Problem statement = Reproduce every one of the records below word for word, leaving out the pictures.

A few records =
::::::::

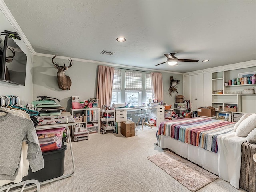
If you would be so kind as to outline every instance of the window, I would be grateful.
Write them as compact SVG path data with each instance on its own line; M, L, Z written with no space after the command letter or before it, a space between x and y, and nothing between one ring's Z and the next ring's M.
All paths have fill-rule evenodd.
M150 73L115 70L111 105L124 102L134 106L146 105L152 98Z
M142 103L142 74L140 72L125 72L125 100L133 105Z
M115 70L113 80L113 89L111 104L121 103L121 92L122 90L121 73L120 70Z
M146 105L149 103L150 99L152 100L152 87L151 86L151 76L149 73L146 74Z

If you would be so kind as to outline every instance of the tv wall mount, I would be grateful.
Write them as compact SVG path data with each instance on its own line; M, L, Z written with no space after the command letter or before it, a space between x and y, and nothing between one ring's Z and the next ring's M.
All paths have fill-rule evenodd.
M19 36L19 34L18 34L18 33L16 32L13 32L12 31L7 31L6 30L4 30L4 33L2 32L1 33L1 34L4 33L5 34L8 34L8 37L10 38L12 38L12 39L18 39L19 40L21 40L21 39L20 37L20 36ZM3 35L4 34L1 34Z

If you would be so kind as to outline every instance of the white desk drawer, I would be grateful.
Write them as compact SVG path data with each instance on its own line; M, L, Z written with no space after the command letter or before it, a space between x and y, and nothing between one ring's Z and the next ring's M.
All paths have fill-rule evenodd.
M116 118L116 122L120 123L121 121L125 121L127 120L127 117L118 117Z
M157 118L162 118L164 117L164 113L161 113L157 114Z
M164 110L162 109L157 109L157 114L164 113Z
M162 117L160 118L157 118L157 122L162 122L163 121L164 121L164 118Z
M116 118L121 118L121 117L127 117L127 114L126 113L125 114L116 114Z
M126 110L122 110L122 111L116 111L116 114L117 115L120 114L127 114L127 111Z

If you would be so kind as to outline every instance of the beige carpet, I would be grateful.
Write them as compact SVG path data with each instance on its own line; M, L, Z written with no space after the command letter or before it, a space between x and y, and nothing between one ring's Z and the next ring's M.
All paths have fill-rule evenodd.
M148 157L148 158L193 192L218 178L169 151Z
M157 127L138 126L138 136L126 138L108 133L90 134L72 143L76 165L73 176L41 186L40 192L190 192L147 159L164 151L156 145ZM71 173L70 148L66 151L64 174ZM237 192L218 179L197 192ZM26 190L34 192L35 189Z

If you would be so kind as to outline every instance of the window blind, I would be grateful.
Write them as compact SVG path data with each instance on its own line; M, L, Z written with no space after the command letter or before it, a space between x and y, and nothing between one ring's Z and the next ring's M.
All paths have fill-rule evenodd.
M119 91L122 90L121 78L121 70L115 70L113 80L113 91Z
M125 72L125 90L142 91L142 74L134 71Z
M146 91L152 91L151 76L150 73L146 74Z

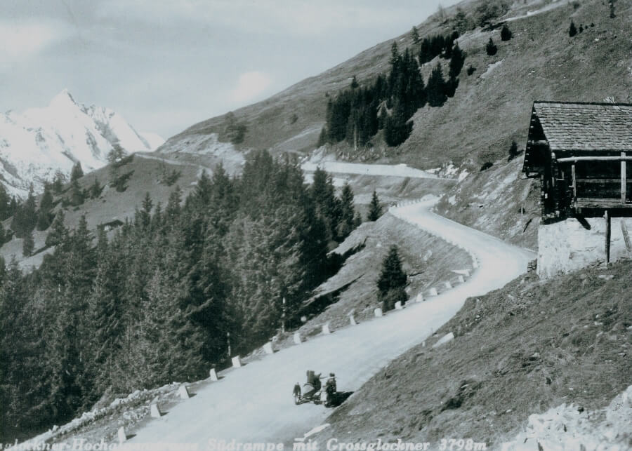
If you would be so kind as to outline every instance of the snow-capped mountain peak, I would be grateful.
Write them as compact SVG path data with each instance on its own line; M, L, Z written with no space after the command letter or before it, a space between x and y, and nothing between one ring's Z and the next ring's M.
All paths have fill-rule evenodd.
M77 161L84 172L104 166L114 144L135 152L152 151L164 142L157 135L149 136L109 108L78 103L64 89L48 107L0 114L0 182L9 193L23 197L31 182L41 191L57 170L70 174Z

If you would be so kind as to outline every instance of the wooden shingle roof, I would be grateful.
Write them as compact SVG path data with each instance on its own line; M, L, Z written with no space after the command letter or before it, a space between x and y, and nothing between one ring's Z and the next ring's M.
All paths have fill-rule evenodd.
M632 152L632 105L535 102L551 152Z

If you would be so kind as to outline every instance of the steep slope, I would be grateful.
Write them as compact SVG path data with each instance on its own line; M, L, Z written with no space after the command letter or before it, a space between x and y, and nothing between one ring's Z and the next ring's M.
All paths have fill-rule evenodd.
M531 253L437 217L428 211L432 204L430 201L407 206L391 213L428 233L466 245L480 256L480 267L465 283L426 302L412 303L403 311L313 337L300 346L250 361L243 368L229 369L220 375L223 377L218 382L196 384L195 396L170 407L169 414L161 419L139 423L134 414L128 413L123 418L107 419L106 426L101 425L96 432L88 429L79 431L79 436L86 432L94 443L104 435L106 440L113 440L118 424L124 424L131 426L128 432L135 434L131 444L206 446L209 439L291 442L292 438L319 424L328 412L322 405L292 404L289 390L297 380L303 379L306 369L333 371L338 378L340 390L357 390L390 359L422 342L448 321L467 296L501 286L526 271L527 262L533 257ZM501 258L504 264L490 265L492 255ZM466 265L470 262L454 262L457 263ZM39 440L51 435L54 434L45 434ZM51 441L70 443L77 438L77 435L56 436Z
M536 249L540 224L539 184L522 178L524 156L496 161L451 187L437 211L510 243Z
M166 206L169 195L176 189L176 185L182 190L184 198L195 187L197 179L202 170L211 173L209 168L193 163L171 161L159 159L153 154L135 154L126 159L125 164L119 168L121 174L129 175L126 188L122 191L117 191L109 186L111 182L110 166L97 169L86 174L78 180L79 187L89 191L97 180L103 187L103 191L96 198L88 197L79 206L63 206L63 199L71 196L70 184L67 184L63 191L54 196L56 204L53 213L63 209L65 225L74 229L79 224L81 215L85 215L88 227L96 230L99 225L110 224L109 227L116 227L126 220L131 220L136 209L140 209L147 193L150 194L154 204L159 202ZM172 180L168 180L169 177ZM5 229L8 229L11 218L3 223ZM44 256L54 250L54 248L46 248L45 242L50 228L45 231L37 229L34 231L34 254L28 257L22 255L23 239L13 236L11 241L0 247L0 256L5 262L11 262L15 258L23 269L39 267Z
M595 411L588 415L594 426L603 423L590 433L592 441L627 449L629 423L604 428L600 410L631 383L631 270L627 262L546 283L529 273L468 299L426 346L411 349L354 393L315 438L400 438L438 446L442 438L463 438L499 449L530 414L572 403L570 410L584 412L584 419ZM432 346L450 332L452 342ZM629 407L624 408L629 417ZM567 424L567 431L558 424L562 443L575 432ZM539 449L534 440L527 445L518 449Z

::::::::

Solved problem =
If you would be so kind as to outline every instance of the window, I would be grateful.
Write them as compact SVG path data with each instance on its own line; M, L, Z written with no space after the command letter or before it, a space between x and y, and nothing between one ring's Z and the next ring's M.
All paths have fill-rule evenodd.
M150 73L115 70L111 105L124 102L134 106L146 105L152 98Z
M142 103L142 74L140 72L125 72L125 100L133 105Z
M115 70L113 80L113 89L111 104L121 103L121 92L122 90L121 73L120 70Z
M146 105L149 103L150 99L152 100L152 87L151 86L151 76L149 73L146 74Z

If you would be so kind as to outline every instance of the tv wall mount, I would be grateful.
Write them as compact SVG path data with each instance on its own line; M, L, Z written with no space after the command letter or before it, a space between x and y, and nothing between one ring's Z and the next ring's M.
All paths have fill-rule evenodd.
M19 36L19 34L18 34L18 33L16 32L13 32L12 31L7 31L6 30L4 30L4 33L2 32L1 33L1 34L4 33L5 34L8 34L8 37L10 38L12 38L12 39L18 39L19 40L21 40L21 39L20 37L20 36ZM3 35L4 34L1 34Z

If you would be so kind as to outline every instance of the white desk drawer, I would be grateful.
Write them as compact SVG path data with each instance on its own line; M, L, Z written with no space after the command letter or before it, a space between x and y, and nothing between one ring's Z and the next ring's M.
All paths have fill-rule evenodd.
M116 118L116 122L120 123L121 121L125 121L127 120L127 117L118 117Z
M157 118L162 118L164 117L164 113L161 113L157 114Z
M164 110L162 109L157 109L157 114L164 113Z
M162 117L160 118L157 118L157 122L162 122L163 121L164 121L164 118Z
M116 118L121 118L121 117L127 117L127 114L126 113L125 114L116 114Z
M126 110L122 110L122 111L116 111L116 114L117 115L120 114L127 114L127 111Z

If you would be so kind as to outline every instance of the beige carpet, I would be grateful.
Write them as compact SVG path data with each instance on its own line; M, L, Z written with no space after the command letter or before it, a space between x and y, and nothing between one ring's Z and the next ring's M.
All paths have fill-rule evenodd.
M148 157L148 158L193 192L218 178L169 151Z
M157 127L138 126L138 136L126 138L108 133L90 134L72 143L76 165L73 176L41 186L40 192L190 192L147 159L164 151L156 145ZM71 173L70 148L66 151L64 174ZM237 192L218 179L197 192ZM26 190L34 192L35 189Z

If you would be so kind as to outline every instance of the window blind, I would be grateful.
Write them as compact SVG path data with each instance on its own line; M, L, Z written with no space after the command letter or before it, a space between x and y, and nothing between one ring's Z and the next ring's M.
All paths have fill-rule evenodd.
M119 91L122 90L121 78L121 70L115 70L113 80L113 91Z
M125 72L125 90L142 91L142 74L134 71Z
M146 91L152 91L151 76L150 73L146 74Z

If you would be so kind as to outline every instance of the snow-capped mountain peak, I would be grateful.
Write them as compact SVG path data with each instance on its own line; M, L, Z written with no space after the command letter or before it, a space between x and y, and nothing between one ring's Z and the next ring's M.
All paths have fill-rule evenodd.
M77 161L84 172L104 166L114 144L135 152L152 151L164 142L157 135L149 136L109 108L78 103L64 89L48 107L0 114L0 182L9 193L23 197L31 182L41 191L57 170L70 174Z

If you would be so kind as to outline every instance of the wooden shingle roof, I would be grateful.
Write them as compact SVG path data with each instance on its own line; M, L, Z written with no space after the command letter or before it, a space between x and y, and nothing between one ring's Z and the next ring's M.
All paths have fill-rule evenodd.
M632 152L632 105L535 102L551 152Z

If you would be so kind as to outline every instance of the steep slope, I would be grateful.
Write them as compact SVG path data with each instance on its own line; M, L, Z written with no space after the command letter or before it, a space between x and y, and nothing between one ring's Z and the next ring's M.
All paths have fill-rule evenodd.
M531 253L437 217L428 211L432 204L430 201L407 206L391 213L428 233L466 245L480 256L480 267L465 283L426 302L412 303L403 311L313 337L300 346L250 361L243 368L229 369L220 375L223 377L218 382L196 384L195 396L170 407L169 414L161 419L139 423L134 414L128 413L123 418L107 419L106 426L101 425L96 432L88 429L79 431L79 436L86 432L94 443L104 435L106 440L113 440L118 424L124 424L131 426L128 432L135 434L131 444L206 446L209 439L291 442L292 438L319 424L328 412L322 405L292 404L289 390L297 380L303 379L306 369L333 371L338 378L340 390L357 390L390 359L422 342L448 321L467 296L501 286L526 271L527 262L533 257ZM501 258L504 264L490 265L492 255ZM466 265L470 262L454 262L457 263ZM39 440L51 435L54 434L45 434ZM51 441L70 443L77 438L77 435L56 436Z
M536 249L540 224L539 184L522 178L524 156L496 161L451 187L437 211L510 243Z
M166 206L169 195L176 189L176 185L182 190L184 198L195 187L197 179L202 170L211 173L209 168L193 163L171 161L159 159L153 154L135 154L126 159L125 164L119 168L121 174L129 175L126 188L122 191L117 191L109 186L111 182L110 166L97 169L86 174L78 180L79 187L89 191L97 180L103 187L103 191L96 198L88 197L79 206L63 206L63 199L71 196L70 184L67 184L63 191L54 196L56 204L53 213L63 209L65 225L74 229L79 224L81 215L85 215L88 227L96 230L99 225L110 224L109 227L116 227L126 220L131 220L136 209L140 209L147 193L150 194L154 204L159 202ZM172 180L168 180L169 177ZM5 229L8 229L11 218L3 223ZM44 256L54 250L54 248L46 248L45 242L50 228L45 231L37 229L34 231L34 254L28 257L22 255L23 239L13 236L11 241L0 247L0 256L5 262L11 262L15 258L23 269L39 267Z
M595 411L588 415L594 426L603 423L590 433L592 441L627 449L629 423L604 428L600 410L631 383L631 270L627 262L546 283L529 273L468 299L426 346L411 349L354 393L315 438L400 438L438 446L442 438L463 438L499 449L530 414L572 403L570 410L584 412L584 419ZM432 346L450 332L452 342ZM629 407L624 408L629 417ZM567 424L567 431L558 424L562 443L575 432ZM539 449L534 440L527 445L518 449Z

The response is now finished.